Objective.
Put the entries from the line with "Diagnostic imaging module: highlight the overcast" up to and including the line with "(0, 0), (178, 54)" into a two-column CSV with the headers text and answer. Each entry gets one row, each field is quoted, and line breaks inside a field become spaces.

Items.

** START **

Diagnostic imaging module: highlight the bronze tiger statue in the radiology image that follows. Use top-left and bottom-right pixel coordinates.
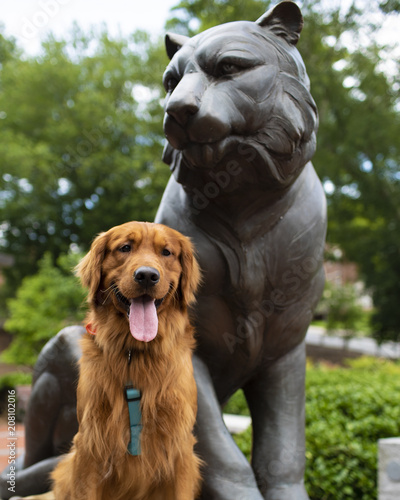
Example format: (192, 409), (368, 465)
(156, 1), (326, 500)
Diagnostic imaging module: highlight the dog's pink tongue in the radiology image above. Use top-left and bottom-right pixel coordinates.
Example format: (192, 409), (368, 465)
(129, 297), (158, 342)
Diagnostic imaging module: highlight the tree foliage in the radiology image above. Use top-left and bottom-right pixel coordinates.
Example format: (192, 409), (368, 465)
(0, 27), (168, 292)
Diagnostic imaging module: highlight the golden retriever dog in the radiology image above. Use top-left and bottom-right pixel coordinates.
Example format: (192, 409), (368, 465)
(53, 222), (200, 500)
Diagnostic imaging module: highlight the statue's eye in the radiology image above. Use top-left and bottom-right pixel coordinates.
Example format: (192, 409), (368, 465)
(219, 62), (242, 75)
(118, 245), (132, 253)
(164, 78), (178, 92)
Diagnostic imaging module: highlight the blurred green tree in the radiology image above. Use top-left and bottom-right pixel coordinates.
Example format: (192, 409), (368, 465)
(0, 26), (168, 288)
(167, 0), (400, 341)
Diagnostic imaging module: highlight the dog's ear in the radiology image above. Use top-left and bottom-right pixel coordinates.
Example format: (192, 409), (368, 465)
(179, 237), (201, 305)
(75, 233), (108, 303)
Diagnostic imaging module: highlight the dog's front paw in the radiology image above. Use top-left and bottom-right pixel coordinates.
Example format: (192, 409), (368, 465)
(264, 484), (310, 500)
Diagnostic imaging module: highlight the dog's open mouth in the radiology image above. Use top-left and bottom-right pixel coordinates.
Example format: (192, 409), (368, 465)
(114, 287), (164, 342)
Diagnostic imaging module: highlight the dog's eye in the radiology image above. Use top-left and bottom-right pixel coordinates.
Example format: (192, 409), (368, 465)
(119, 245), (132, 253)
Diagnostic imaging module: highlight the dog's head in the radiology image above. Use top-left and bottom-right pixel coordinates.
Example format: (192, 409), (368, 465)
(77, 222), (200, 341)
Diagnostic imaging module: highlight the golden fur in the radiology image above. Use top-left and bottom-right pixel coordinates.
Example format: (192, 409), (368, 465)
(53, 222), (200, 500)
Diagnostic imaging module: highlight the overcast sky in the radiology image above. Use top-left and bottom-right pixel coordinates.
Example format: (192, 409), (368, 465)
(0, 0), (178, 54)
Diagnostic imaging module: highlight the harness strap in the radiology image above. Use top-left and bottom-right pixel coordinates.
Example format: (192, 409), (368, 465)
(125, 385), (142, 456)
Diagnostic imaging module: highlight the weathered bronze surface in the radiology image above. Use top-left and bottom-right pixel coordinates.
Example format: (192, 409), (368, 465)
(156, 2), (326, 500)
(0, 326), (82, 500)
(0, 2), (326, 500)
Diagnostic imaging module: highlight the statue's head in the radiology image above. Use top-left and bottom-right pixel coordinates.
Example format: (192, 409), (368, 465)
(163, 1), (318, 186)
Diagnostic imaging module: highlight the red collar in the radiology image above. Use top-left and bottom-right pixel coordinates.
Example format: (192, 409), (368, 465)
(86, 323), (97, 335)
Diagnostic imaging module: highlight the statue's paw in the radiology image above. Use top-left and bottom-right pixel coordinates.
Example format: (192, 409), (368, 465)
(200, 478), (263, 500)
(264, 484), (310, 500)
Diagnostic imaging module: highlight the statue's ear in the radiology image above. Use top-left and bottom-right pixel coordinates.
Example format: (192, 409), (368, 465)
(165, 33), (190, 59)
(256, 0), (303, 45)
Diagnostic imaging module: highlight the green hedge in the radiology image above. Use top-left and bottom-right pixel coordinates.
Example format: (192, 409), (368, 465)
(224, 358), (400, 500)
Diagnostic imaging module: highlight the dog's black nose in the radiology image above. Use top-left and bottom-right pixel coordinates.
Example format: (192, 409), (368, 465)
(133, 266), (160, 288)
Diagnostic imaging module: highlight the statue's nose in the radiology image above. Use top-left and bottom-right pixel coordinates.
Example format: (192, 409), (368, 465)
(165, 73), (204, 127)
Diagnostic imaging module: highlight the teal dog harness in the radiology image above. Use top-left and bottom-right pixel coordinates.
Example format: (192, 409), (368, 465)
(125, 385), (142, 456)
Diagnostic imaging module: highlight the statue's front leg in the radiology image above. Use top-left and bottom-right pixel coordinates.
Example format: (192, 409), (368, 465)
(193, 356), (262, 500)
(244, 342), (309, 500)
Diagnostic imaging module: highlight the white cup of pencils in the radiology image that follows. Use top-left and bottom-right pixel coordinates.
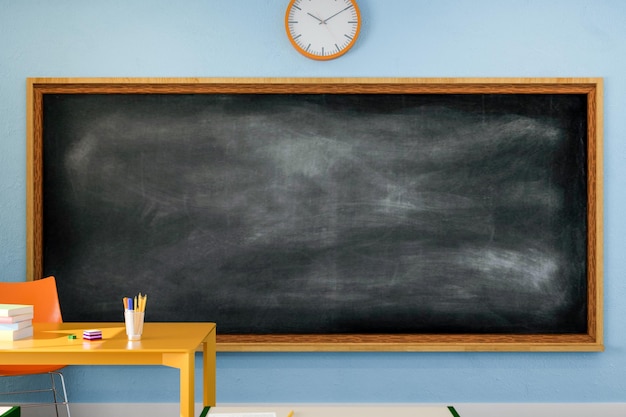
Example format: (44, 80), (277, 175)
(123, 293), (148, 340)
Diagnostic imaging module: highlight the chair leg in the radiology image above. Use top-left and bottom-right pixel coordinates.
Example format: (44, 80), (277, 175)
(48, 372), (59, 417)
(50, 372), (71, 417)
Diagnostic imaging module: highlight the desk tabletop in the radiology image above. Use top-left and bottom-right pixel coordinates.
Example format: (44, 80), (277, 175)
(0, 322), (215, 357)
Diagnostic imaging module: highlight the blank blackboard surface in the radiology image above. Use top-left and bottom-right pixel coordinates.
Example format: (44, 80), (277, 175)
(28, 79), (600, 352)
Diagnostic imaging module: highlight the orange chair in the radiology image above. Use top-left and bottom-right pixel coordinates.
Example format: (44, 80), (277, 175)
(0, 277), (70, 417)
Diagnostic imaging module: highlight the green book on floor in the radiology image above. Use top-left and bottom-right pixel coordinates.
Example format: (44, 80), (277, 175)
(0, 406), (20, 417)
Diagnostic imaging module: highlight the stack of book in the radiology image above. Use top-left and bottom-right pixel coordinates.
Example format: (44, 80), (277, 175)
(0, 304), (34, 340)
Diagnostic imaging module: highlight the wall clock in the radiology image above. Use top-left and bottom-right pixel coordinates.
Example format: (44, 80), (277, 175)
(285, 0), (361, 60)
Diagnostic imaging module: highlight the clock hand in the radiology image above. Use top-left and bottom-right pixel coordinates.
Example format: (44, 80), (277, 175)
(322, 5), (352, 24)
(306, 12), (324, 25)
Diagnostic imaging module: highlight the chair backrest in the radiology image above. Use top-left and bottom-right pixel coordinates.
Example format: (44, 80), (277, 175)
(0, 277), (63, 323)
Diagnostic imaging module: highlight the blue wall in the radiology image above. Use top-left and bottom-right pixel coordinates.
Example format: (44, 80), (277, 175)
(0, 0), (626, 403)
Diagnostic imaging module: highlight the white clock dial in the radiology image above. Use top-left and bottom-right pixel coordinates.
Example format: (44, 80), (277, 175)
(285, 0), (361, 60)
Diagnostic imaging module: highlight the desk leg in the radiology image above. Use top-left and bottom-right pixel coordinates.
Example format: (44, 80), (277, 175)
(163, 352), (195, 417)
(202, 326), (217, 408)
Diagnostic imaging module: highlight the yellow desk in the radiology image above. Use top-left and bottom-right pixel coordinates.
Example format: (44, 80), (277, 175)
(0, 322), (215, 417)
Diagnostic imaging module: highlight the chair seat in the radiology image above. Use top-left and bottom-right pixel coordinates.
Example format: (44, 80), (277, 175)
(0, 365), (64, 376)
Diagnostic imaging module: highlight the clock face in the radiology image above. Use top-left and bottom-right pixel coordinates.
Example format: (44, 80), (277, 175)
(285, 0), (361, 60)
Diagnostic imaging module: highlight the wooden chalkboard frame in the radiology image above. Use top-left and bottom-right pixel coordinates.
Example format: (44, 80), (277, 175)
(26, 78), (604, 351)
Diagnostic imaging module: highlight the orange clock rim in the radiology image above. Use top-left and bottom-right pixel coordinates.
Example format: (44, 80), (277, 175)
(285, 0), (361, 61)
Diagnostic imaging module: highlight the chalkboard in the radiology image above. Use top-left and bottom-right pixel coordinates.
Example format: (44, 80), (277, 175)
(29, 80), (600, 350)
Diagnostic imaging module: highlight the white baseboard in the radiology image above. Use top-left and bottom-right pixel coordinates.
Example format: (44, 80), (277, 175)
(15, 403), (626, 417)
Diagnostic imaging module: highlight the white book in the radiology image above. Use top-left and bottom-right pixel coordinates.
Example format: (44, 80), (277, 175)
(0, 320), (33, 331)
(0, 304), (34, 317)
(0, 326), (33, 340)
(0, 312), (34, 324)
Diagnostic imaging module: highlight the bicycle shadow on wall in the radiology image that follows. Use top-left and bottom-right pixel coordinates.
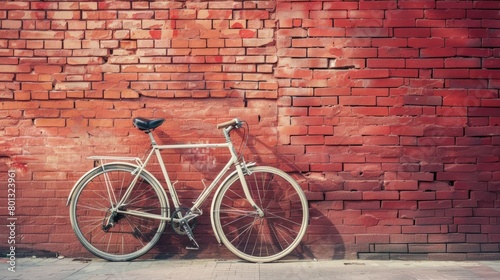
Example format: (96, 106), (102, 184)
(243, 134), (346, 259)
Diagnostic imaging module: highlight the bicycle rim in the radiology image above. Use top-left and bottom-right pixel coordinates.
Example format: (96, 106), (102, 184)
(213, 167), (309, 262)
(70, 164), (168, 261)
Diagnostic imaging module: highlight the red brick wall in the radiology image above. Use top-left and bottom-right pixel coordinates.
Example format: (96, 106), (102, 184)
(0, 0), (500, 260)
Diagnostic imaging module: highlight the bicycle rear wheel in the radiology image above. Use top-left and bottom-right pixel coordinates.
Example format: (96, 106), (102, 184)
(212, 167), (309, 262)
(70, 163), (168, 261)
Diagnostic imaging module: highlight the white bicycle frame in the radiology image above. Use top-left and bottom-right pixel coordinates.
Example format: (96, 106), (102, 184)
(66, 124), (264, 242)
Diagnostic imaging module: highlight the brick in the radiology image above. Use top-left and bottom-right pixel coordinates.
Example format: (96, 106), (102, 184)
(35, 118), (66, 127)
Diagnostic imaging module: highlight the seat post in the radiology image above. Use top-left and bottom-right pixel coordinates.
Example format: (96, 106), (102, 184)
(146, 130), (157, 146)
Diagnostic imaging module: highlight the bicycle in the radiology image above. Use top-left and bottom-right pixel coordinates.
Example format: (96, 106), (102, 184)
(66, 118), (309, 262)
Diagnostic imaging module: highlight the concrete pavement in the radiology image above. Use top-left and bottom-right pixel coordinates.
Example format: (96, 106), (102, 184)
(0, 258), (500, 280)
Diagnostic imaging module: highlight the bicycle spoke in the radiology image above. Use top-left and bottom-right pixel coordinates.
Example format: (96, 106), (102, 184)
(214, 167), (308, 262)
(70, 164), (168, 261)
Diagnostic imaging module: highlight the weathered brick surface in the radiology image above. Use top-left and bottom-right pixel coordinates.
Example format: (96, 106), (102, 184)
(0, 0), (500, 260)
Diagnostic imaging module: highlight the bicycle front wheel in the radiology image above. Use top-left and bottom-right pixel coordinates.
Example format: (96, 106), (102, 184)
(212, 167), (309, 262)
(70, 163), (168, 261)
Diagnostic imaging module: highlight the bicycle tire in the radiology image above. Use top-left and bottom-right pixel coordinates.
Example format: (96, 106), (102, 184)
(70, 163), (169, 261)
(212, 166), (309, 262)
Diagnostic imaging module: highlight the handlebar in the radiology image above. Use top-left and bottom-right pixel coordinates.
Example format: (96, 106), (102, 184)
(217, 118), (243, 129)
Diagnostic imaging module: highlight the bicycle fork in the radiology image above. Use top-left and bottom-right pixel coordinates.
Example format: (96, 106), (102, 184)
(236, 163), (264, 218)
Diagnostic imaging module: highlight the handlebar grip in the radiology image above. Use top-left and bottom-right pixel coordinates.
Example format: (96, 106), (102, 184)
(217, 118), (240, 129)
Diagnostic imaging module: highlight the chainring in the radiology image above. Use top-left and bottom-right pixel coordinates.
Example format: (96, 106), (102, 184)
(171, 207), (197, 235)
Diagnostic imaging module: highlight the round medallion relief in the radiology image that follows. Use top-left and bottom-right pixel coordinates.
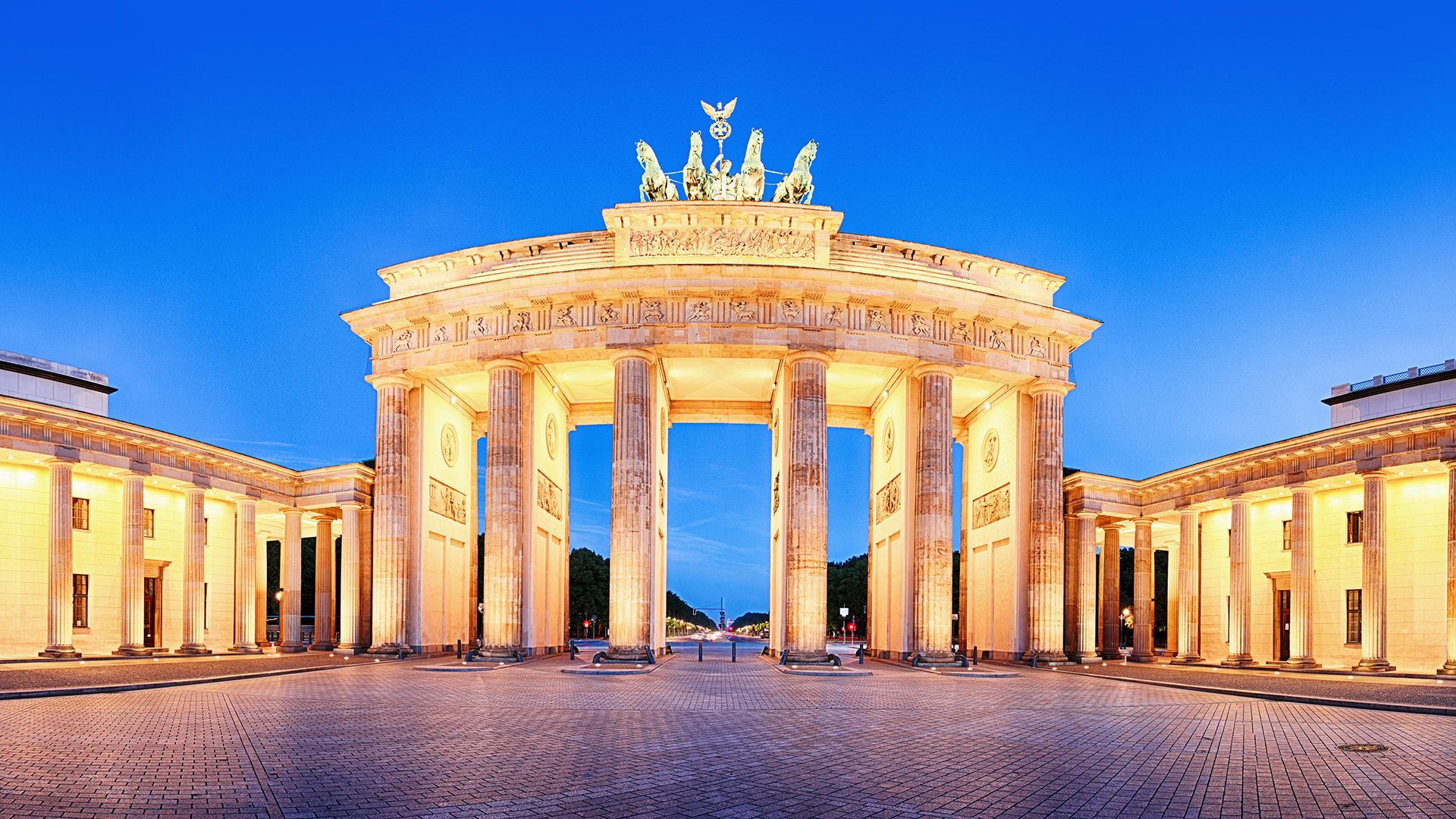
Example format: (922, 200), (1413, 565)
(440, 424), (460, 466)
(981, 428), (1000, 472)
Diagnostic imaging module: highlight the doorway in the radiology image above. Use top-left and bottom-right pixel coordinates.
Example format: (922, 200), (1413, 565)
(143, 577), (157, 648)
(1279, 588), (1290, 661)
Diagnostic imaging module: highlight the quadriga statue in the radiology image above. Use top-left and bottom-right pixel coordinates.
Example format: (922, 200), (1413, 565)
(638, 140), (677, 202)
(774, 140), (818, 204)
(738, 128), (764, 202)
(682, 131), (708, 199)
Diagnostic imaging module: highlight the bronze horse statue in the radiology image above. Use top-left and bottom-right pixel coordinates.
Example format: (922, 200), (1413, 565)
(774, 140), (818, 204)
(638, 140), (677, 202)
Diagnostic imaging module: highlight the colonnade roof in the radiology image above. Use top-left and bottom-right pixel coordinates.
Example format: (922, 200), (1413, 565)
(1063, 405), (1456, 522)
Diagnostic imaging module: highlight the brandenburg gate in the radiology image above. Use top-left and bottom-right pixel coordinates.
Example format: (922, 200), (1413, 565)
(344, 105), (1098, 663)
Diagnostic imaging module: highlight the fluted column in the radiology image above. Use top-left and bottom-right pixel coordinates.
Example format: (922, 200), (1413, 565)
(782, 353), (833, 663)
(1025, 381), (1068, 661)
(1284, 484), (1315, 669)
(1356, 469), (1393, 672)
(912, 364), (955, 663)
(370, 375), (413, 654)
(1077, 512), (1100, 663)
(177, 487), (212, 654)
(117, 472), (150, 656)
(309, 516), (334, 651)
(253, 530), (268, 645)
(1174, 509), (1203, 663)
(1102, 525), (1122, 661)
(339, 503), (364, 651)
(1131, 517), (1155, 663)
(231, 498), (262, 654)
(1436, 447), (1456, 675)
(41, 457), (80, 657)
(470, 362), (527, 656)
(278, 509), (306, 654)
(607, 350), (657, 661)
(1220, 497), (1254, 666)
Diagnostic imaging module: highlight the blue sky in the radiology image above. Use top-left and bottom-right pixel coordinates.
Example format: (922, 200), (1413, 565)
(0, 3), (1456, 610)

** END **

The response.
text,answer
"Diagnostic imaging module: highlight the overcast sky in the radiology image above. Use top-left and bottom-right pixel coordinates. Example format: (192, 409), (368, 465)","(0, 0), (178, 54)"